Material for this exercise ::
___

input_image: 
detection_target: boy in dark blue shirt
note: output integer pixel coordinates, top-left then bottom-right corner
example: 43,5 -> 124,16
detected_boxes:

___

Your task ::
Locate every line in the records that contains the string "bottom" and copy each one out.

Exercise output ::
note: output integer pixel coordinates, top-left then bottom-right corner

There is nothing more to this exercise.